**Written task**: Lay out the data as a Markdown table with the columns Row and Line, from the line containing "Mark the record" up to and including the line containing "point(130, 20)", leaving out any blank lines.

**Supplied data**:
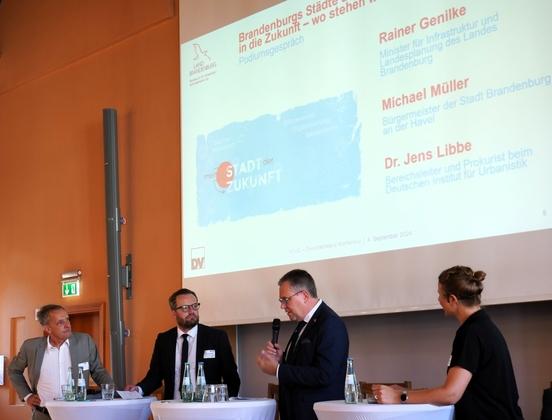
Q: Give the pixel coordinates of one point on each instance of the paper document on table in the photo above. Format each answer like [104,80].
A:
[129,395]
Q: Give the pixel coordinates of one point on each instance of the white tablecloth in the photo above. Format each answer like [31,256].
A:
[338,410]
[254,409]
[116,409]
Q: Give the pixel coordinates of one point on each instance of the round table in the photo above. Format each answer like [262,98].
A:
[339,410]
[243,409]
[117,409]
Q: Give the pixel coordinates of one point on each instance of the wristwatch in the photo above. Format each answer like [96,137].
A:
[404,397]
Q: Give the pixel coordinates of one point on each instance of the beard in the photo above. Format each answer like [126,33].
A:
[188,323]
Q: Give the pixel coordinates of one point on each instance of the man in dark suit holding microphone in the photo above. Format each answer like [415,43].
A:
[312,367]
[190,342]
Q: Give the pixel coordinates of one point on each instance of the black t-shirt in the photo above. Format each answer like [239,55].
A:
[480,348]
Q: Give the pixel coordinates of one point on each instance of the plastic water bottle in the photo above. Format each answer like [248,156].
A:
[351,383]
[187,388]
[70,380]
[81,386]
[201,383]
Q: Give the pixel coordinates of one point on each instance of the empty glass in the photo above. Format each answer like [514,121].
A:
[68,393]
[222,392]
[210,394]
[108,391]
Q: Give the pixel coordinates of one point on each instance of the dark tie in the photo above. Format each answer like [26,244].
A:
[184,357]
[294,338]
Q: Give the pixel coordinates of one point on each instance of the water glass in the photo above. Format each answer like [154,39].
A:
[210,394]
[68,393]
[222,393]
[108,391]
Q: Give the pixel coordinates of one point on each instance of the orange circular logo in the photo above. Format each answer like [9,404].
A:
[225,174]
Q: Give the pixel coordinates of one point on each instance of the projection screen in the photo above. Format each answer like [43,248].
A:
[373,143]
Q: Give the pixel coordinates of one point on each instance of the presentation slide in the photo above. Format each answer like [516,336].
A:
[319,130]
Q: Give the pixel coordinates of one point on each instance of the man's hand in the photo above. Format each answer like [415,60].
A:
[269,357]
[274,351]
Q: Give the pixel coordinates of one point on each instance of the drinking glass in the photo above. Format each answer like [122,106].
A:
[108,391]
[222,393]
[68,393]
[210,394]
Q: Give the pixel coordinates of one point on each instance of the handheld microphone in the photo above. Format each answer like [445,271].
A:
[275,330]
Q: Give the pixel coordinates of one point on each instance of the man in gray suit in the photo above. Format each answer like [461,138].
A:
[47,360]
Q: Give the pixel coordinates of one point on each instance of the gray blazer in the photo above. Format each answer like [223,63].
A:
[82,349]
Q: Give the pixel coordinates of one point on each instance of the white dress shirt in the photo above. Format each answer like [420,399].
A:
[192,346]
[53,372]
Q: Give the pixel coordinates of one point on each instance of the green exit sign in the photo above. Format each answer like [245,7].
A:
[70,288]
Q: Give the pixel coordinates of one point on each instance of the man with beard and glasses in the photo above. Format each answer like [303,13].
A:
[190,342]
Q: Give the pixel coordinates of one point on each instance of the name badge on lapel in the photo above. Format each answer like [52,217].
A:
[84,365]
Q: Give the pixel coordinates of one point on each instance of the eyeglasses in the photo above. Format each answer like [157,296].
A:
[285,300]
[186,308]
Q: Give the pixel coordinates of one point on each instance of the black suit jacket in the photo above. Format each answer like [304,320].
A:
[315,370]
[220,369]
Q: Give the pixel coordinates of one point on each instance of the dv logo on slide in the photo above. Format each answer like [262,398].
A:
[198,258]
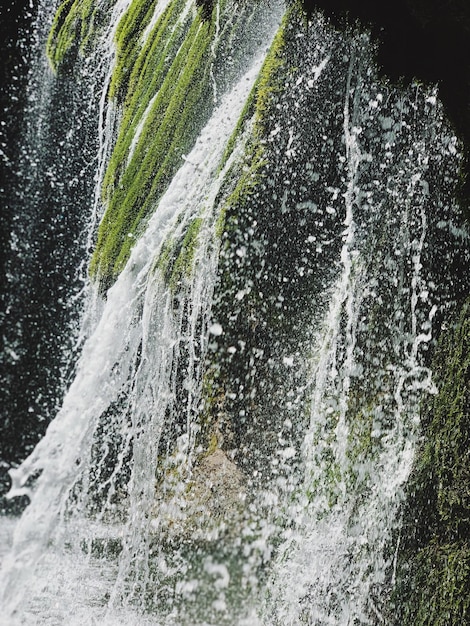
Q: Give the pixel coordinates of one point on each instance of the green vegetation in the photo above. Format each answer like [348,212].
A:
[165,107]
[74,26]
[433,575]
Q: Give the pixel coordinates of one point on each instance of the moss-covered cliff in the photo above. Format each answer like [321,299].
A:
[433,570]
[338,173]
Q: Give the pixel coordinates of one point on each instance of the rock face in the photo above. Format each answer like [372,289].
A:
[426,41]
[206,506]
[434,561]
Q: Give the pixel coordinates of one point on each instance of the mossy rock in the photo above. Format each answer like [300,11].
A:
[433,573]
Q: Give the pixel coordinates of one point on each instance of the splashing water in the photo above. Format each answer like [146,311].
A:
[106,541]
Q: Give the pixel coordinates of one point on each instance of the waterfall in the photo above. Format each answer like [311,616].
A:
[256,330]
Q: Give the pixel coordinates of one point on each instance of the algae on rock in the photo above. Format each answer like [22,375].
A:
[433,573]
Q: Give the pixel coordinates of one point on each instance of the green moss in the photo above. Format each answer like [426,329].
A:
[74,27]
[433,574]
[168,88]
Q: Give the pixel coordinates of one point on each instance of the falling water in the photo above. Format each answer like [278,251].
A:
[118,532]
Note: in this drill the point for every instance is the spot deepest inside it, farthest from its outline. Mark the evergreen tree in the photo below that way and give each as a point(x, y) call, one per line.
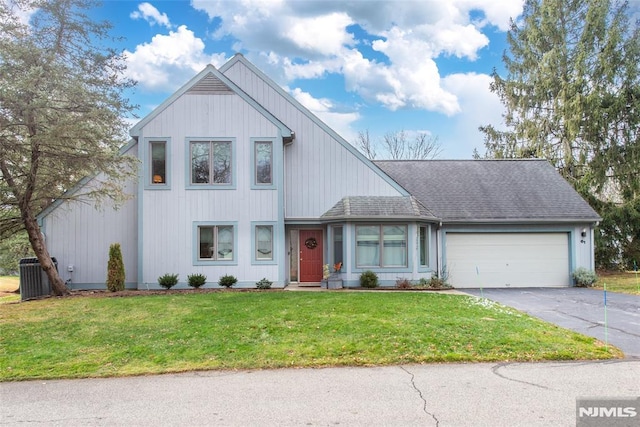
point(61, 115)
point(572, 96)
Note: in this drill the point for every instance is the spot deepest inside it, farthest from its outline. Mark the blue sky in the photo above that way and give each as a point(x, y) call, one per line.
point(382, 66)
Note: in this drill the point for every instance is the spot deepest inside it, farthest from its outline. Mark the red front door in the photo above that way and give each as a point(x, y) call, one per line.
point(311, 256)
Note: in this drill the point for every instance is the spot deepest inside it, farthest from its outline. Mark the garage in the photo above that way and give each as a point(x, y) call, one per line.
point(496, 260)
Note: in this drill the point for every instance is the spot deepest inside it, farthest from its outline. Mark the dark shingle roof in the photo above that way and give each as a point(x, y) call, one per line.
point(364, 207)
point(490, 190)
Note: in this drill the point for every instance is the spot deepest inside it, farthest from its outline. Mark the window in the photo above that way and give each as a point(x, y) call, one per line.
point(215, 242)
point(381, 246)
point(423, 239)
point(158, 151)
point(263, 161)
point(211, 162)
point(264, 242)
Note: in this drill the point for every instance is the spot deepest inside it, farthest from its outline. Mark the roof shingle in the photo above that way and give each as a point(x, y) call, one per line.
point(490, 190)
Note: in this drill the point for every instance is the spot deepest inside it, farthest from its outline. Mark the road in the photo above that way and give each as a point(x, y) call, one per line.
point(483, 394)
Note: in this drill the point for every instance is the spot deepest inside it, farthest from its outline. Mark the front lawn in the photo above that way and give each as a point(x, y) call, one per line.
point(100, 337)
point(627, 282)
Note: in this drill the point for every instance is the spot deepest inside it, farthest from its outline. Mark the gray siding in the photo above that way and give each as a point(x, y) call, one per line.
point(168, 215)
point(320, 167)
point(79, 234)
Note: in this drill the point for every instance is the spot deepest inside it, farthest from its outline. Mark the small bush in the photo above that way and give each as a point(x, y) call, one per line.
point(196, 280)
point(436, 282)
point(115, 269)
point(584, 277)
point(168, 281)
point(369, 279)
point(264, 284)
point(227, 281)
point(402, 283)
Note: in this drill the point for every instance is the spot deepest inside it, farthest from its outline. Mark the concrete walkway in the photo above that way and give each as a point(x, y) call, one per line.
point(485, 394)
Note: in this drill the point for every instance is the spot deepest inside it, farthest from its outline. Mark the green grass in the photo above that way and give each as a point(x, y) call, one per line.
point(624, 282)
point(100, 337)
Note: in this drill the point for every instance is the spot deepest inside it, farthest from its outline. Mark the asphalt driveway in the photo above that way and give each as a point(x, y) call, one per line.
point(578, 309)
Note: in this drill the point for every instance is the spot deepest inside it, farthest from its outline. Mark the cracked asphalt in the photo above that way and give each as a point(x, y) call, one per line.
point(483, 394)
point(578, 309)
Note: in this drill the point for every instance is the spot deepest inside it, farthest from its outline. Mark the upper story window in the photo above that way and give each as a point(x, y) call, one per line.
point(211, 162)
point(381, 246)
point(158, 162)
point(158, 168)
point(263, 162)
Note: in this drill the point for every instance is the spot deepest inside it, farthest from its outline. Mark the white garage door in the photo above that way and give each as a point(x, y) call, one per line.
point(496, 260)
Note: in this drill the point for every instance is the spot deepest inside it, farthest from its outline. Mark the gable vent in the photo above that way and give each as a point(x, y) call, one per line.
point(210, 85)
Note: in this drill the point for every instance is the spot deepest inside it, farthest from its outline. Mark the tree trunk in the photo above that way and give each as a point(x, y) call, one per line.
point(40, 249)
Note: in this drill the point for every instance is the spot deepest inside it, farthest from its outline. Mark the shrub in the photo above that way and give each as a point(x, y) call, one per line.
point(369, 279)
point(227, 281)
point(436, 282)
point(196, 280)
point(584, 277)
point(115, 269)
point(167, 280)
point(264, 284)
point(402, 283)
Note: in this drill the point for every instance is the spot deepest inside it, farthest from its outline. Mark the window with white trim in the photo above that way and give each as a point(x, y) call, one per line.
point(381, 246)
point(263, 158)
point(211, 162)
point(215, 243)
point(158, 162)
point(423, 242)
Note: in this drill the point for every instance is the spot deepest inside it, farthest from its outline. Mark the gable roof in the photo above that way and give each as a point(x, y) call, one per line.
point(239, 58)
point(376, 207)
point(491, 190)
point(212, 81)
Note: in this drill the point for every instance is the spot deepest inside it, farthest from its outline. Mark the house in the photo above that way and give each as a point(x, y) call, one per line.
point(239, 178)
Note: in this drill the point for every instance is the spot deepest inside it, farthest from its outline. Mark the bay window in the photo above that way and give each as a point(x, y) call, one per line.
point(381, 246)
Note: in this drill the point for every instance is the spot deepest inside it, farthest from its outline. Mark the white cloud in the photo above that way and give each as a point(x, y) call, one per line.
point(322, 107)
point(21, 11)
point(479, 107)
point(150, 14)
point(169, 60)
point(308, 39)
point(324, 34)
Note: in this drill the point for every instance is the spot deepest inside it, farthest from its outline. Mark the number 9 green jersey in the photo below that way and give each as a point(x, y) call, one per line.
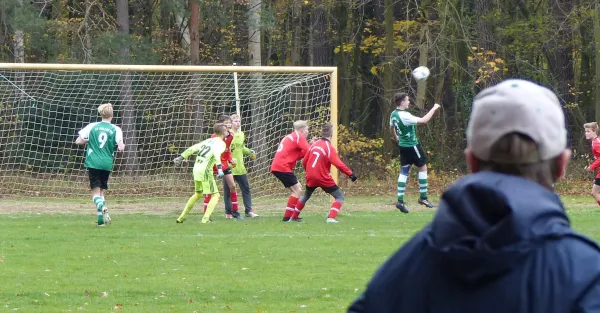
point(103, 137)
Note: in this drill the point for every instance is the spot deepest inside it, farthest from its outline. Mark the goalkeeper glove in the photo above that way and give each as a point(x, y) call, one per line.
point(178, 160)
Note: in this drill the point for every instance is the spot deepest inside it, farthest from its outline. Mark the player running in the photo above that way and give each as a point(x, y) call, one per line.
point(208, 155)
point(292, 148)
point(226, 160)
point(238, 151)
point(317, 163)
point(402, 125)
point(101, 138)
point(591, 133)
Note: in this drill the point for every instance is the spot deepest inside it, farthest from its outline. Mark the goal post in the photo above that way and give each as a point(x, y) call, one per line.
point(162, 111)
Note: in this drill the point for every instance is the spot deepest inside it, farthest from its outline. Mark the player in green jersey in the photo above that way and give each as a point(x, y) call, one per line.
point(208, 154)
point(402, 125)
point(101, 139)
point(238, 152)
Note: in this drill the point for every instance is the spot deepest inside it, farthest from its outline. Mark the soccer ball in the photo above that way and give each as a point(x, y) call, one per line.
point(421, 73)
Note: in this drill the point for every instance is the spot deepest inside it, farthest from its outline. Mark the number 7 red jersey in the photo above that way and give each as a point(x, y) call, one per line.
point(317, 164)
point(292, 148)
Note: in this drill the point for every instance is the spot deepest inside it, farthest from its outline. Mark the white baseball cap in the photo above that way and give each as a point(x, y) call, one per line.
point(519, 106)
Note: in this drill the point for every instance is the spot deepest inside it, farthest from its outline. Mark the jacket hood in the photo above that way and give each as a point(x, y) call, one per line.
point(487, 223)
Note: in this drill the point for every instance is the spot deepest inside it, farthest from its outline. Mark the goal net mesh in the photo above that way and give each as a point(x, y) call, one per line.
point(160, 113)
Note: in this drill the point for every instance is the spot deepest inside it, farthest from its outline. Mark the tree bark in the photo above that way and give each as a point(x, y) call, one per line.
point(129, 110)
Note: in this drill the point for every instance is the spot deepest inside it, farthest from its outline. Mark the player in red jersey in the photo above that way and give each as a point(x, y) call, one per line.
point(292, 148)
point(591, 133)
point(226, 160)
point(317, 163)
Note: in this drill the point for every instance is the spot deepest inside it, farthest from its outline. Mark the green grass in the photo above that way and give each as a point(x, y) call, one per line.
point(148, 263)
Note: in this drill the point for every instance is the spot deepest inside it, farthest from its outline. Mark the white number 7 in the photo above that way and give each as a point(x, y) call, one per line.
point(316, 159)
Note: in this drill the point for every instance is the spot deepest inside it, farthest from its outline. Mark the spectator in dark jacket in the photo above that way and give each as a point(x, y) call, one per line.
point(500, 240)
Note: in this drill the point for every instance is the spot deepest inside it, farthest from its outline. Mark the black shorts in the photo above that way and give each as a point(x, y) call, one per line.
point(98, 178)
point(329, 190)
point(412, 156)
point(287, 179)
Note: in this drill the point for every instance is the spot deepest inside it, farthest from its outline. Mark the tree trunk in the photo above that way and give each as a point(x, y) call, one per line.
point(129, 110)
point(386, 103)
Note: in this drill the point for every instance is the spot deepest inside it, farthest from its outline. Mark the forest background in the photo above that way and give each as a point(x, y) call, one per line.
point(467, 44)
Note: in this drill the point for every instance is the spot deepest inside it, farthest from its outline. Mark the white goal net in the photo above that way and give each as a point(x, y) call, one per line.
point(160, 112)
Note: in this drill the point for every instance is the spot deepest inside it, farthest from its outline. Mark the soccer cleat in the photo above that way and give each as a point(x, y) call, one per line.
point(426, 203)
point(400, 206)
point(105, 215)
point(236, 215)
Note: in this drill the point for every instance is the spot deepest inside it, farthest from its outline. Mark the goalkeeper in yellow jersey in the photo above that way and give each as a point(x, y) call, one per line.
point(208, 154)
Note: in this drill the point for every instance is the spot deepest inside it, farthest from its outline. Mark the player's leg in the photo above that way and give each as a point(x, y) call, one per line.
point(232, 194)
point(336, 206)
point(301, 203)
point(95, 189)
point(242, 181)
point(191, 201)
point(103, 188)
point(421, 163)
point(405, 163)
point(596, 190)
point(226, 199)
point(212, 192)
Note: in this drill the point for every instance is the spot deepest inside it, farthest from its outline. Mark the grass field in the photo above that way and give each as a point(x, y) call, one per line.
point(145, 262)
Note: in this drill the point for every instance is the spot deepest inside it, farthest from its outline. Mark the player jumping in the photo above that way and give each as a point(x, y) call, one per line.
point(208, 155)
point(292, 148)
point(317, 163)
point(402, 124)
point(101, 138)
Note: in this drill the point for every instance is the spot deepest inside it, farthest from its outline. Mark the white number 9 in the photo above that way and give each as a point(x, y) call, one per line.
point(102, 139)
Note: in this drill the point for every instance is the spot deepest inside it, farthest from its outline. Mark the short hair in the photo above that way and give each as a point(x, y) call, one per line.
point(327, 130)
point(223, 118)
point(220, 129)
point(105, 110)
point(399, 97)
point(298, 125)
point(517, 154)
point(593, 126)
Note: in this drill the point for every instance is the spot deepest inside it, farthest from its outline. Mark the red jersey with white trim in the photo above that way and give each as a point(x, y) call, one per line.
point(292, 148)
point(317, 164)
point(596, 152)
point(225, 156)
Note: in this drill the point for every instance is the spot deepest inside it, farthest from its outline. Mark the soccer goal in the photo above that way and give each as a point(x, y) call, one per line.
point(162, 110)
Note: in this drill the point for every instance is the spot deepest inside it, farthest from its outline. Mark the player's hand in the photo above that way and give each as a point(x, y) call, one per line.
point(178, 160)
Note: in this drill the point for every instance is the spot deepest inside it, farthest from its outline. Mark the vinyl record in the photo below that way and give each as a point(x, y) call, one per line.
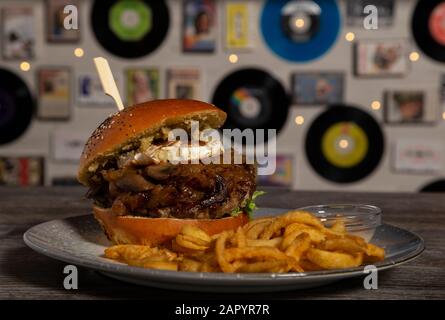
point(435, 186)
point(344, 144)
point(428, 28)
point(252, 98)
point(128, 28)
point(300, 30)
point(16, 106)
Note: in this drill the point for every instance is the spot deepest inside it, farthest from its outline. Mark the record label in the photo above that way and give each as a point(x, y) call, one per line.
point(338, 144)
point(252, 98)
point(16, 106)
point(130, 28)
point(437, 23)
point(300, 30)
point(428, 28)
point(247, 102)
point(345, 144)
point(130, 20)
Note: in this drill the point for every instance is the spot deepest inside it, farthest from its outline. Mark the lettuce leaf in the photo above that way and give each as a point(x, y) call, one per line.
point(250, 206)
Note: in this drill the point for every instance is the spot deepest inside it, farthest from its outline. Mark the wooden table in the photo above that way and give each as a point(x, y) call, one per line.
point(25, 274)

**Task result**:
| Row | Line |
|---|---|
| 1 | Note: in this drill the point for every instance is the spot deepest inside it, farthest from its outline. Mark the record label in the photo above that way and give each as a point(x, y) call, one per line. |
| 2 | point(338, 144) |
| 3 | point(252, 98) |
| 4 | point(16, 106) |
| 5 | point(130, 28) |
| 6 | point(437, 23) |
| 7 | point(300, 30) |
| 8 | point(428, 28) |
| 9 | point(247, 102) |
| 10 | point(345, 144) |
| 11 | point(130, 20) |